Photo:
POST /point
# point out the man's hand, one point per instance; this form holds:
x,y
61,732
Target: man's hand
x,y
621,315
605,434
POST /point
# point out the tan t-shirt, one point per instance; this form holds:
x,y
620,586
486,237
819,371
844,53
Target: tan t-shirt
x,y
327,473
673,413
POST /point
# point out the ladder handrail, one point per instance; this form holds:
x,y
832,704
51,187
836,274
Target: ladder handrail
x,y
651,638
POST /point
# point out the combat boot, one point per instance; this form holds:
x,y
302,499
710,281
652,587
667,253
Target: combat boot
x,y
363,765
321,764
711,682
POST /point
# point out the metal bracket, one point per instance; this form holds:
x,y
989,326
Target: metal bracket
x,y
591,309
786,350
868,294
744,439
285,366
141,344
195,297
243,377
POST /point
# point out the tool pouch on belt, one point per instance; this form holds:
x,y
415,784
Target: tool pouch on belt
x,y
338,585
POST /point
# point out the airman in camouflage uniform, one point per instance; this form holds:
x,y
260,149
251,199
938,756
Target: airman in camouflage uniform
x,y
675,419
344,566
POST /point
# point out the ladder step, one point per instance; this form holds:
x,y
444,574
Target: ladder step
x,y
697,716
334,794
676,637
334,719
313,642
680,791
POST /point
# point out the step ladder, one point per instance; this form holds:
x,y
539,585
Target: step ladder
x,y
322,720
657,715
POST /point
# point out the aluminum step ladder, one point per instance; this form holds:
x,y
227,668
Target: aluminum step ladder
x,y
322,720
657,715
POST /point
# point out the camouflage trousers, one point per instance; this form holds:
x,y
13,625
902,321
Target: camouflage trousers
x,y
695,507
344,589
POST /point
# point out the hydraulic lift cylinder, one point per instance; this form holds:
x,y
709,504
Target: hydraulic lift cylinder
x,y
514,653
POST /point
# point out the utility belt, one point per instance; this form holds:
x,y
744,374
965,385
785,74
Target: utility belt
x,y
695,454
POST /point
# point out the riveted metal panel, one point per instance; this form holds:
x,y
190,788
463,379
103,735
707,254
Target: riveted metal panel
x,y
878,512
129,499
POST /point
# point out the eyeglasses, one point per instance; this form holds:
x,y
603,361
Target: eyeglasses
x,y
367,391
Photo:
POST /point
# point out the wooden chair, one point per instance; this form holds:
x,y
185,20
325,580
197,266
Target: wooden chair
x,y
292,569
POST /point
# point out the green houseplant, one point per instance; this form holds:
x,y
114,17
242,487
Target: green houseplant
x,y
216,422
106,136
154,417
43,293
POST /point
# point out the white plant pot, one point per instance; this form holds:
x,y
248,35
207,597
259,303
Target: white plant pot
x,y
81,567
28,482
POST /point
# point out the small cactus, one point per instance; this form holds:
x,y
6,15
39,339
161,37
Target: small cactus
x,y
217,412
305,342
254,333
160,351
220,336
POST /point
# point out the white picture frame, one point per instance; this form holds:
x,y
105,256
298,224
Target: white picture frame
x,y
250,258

________________________________________

| Task brief |
Please identify every line in the records above that contains the word "eyeglasses" and copy each of those lines. Case counts.

| Response to this task |
# point out the eyeglasses, one point per instance; this form holds:
Target: eyeglasses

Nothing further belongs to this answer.